EXERCISE DESCRIPTION: Gather every line of the records below that contains the word "woman", and copy each one in full. Case counts.

RECORDED DATA:
•••••
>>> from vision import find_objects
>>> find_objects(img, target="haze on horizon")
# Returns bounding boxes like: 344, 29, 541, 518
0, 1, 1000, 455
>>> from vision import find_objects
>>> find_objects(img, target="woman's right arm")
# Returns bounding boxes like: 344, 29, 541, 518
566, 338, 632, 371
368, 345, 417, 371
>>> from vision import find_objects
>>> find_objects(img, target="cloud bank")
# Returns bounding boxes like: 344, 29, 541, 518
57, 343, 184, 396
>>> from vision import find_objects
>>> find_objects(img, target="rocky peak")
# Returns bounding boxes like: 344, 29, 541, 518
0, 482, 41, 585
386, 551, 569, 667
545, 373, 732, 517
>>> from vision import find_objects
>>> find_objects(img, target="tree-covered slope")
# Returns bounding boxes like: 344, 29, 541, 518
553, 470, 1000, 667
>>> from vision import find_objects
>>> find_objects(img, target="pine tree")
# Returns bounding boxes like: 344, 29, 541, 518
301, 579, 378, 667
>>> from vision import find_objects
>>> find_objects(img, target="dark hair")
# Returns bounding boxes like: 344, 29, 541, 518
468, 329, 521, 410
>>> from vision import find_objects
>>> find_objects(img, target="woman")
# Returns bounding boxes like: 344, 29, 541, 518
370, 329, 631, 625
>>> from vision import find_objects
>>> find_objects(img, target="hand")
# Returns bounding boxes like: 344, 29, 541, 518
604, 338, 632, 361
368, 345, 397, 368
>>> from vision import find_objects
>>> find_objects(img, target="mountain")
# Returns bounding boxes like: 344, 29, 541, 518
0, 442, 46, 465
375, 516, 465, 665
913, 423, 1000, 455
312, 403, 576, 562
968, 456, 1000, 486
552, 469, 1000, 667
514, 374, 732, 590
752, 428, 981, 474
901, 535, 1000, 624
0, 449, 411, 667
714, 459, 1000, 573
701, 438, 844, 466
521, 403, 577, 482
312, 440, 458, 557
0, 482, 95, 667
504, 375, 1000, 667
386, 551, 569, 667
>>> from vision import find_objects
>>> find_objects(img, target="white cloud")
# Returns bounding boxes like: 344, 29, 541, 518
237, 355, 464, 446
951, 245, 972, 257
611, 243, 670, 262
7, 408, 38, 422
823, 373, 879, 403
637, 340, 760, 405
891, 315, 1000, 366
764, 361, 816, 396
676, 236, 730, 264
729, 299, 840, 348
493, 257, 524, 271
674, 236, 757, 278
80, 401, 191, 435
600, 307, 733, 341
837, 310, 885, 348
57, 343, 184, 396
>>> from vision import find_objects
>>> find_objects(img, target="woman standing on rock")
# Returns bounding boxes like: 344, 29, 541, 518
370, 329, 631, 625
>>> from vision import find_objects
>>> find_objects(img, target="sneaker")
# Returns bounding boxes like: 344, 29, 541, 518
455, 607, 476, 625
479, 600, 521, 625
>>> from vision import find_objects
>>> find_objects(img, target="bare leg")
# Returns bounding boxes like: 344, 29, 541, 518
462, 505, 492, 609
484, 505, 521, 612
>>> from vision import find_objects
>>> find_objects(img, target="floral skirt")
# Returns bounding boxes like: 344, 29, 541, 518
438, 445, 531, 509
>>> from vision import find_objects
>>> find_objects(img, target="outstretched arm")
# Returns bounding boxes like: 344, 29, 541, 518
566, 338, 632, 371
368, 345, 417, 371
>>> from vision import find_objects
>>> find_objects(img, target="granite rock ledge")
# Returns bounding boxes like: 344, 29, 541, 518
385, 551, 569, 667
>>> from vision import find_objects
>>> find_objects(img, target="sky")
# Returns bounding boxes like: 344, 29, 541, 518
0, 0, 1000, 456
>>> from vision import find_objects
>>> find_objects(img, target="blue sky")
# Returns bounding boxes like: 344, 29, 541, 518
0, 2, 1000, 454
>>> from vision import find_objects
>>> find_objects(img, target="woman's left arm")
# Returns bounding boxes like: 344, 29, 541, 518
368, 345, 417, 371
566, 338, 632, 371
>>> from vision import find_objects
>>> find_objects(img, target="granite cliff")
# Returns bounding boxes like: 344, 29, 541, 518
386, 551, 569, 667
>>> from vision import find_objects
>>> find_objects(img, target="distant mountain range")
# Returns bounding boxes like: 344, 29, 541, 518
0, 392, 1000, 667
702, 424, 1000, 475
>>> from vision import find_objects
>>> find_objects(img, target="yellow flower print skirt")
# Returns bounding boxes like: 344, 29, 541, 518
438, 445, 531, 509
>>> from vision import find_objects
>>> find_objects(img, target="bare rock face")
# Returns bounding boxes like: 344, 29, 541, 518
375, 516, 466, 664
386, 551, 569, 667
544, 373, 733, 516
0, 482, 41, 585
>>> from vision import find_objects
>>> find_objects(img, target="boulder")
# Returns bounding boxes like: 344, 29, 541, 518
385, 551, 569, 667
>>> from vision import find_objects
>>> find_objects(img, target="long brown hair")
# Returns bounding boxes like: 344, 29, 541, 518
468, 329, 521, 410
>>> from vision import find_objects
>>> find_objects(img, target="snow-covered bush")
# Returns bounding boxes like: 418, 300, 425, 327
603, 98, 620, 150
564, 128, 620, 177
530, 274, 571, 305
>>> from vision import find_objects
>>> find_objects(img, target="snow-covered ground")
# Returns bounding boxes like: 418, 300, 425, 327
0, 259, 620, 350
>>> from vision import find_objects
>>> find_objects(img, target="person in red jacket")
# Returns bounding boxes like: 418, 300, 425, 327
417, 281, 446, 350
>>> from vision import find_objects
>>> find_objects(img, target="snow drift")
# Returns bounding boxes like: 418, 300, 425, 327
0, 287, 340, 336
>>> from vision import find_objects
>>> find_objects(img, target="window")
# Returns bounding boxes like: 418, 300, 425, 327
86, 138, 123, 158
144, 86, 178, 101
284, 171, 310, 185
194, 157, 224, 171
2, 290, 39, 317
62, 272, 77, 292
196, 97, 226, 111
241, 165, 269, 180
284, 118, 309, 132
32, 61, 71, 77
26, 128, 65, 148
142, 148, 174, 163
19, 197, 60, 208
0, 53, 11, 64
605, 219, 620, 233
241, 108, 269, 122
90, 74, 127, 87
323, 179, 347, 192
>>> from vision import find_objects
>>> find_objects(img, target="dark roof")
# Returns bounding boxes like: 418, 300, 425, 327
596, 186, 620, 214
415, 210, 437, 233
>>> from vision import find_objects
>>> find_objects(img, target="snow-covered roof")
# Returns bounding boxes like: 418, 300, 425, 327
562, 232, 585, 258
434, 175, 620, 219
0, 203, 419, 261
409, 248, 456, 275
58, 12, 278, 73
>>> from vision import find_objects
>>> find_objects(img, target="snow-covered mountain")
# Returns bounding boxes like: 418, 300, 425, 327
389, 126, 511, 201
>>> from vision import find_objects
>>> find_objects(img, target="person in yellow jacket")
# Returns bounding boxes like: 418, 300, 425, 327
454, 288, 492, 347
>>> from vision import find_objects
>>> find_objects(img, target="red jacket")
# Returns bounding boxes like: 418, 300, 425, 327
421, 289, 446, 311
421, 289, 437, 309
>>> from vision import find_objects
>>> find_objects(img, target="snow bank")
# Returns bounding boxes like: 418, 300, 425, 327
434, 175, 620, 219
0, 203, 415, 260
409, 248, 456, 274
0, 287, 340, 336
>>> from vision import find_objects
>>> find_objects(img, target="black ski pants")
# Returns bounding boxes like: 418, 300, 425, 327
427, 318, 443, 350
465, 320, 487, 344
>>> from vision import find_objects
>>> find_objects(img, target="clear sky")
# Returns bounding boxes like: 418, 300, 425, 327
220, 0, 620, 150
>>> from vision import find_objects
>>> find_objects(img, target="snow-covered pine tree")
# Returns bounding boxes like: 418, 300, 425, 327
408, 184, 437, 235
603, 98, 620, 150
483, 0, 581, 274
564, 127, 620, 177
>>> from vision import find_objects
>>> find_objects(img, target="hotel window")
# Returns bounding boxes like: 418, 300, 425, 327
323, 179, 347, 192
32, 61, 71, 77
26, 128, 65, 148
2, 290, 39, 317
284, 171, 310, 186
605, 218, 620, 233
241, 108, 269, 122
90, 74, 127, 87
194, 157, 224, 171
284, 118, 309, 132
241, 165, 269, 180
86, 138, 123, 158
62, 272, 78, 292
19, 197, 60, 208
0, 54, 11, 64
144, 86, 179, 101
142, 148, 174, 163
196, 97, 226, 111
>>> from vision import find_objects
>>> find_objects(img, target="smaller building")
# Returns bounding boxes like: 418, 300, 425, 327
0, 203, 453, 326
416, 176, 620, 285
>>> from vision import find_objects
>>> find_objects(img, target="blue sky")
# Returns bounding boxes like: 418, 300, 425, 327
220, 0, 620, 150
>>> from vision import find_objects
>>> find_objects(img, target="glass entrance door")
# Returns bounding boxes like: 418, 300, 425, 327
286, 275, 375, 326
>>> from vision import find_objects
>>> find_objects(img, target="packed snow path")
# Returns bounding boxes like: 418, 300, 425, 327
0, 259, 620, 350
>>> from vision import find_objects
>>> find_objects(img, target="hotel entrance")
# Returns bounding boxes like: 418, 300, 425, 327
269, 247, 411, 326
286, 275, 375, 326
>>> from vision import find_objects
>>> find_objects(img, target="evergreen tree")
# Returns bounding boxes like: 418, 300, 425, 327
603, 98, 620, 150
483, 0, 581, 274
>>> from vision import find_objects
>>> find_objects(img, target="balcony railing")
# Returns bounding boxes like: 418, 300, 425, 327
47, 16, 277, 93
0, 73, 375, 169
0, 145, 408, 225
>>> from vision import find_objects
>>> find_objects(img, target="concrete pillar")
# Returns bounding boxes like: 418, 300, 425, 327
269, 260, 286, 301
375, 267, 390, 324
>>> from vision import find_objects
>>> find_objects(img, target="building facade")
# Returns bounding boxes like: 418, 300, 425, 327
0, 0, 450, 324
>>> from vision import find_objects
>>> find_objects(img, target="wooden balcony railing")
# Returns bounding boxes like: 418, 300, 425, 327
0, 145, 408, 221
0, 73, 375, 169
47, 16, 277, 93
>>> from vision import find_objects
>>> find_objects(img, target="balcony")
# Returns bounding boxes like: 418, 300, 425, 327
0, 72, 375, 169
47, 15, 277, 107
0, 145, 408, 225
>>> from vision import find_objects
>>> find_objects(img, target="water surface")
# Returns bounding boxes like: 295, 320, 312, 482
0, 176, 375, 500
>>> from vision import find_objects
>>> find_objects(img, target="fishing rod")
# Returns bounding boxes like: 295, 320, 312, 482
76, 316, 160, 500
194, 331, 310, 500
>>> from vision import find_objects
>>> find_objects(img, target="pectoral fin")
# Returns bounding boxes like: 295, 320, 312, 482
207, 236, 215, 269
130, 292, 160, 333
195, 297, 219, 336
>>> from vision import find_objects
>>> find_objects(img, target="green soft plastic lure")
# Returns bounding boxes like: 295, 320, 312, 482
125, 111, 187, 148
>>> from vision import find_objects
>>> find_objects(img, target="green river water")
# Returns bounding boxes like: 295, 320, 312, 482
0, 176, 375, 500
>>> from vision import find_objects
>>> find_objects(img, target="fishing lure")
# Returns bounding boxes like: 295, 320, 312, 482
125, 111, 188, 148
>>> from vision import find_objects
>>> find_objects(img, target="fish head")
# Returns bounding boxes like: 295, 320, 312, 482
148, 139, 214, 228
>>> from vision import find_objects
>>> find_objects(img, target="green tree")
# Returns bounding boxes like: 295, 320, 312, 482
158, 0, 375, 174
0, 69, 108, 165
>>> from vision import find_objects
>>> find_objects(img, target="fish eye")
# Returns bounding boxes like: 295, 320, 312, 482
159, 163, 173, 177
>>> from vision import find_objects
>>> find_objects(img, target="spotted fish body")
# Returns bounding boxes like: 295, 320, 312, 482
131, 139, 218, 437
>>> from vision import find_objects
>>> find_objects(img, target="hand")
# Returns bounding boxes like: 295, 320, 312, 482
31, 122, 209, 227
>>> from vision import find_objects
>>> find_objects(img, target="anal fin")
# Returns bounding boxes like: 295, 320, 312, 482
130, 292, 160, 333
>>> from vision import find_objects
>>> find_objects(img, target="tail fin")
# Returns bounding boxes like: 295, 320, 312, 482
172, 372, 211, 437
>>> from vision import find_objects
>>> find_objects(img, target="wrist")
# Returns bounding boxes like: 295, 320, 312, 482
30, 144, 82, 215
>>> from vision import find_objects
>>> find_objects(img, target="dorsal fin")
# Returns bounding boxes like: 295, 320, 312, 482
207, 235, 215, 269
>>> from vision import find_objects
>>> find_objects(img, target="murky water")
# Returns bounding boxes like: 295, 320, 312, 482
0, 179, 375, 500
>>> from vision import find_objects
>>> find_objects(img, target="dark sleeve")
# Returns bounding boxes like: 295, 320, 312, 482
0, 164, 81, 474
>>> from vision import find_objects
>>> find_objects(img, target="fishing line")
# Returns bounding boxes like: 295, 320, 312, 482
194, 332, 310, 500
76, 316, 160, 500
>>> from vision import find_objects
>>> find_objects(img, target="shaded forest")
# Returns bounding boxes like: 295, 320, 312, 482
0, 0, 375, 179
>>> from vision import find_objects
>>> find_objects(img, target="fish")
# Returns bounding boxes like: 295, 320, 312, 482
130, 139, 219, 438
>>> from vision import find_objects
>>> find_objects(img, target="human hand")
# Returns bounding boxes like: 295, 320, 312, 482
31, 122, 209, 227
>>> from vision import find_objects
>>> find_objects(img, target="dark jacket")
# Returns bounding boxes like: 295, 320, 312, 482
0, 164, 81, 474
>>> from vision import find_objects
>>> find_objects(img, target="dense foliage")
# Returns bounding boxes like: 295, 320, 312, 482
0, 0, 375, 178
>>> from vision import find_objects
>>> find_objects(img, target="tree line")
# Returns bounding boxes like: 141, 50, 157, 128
•••••
TASK RESULT:
>>> find_objects(img, target="woman's right arm")
>>> find_objects(img, target="woman")
>>> find_objects(img, target="woman standing on rock")
>>> find_objects(img, target="woman's left arm")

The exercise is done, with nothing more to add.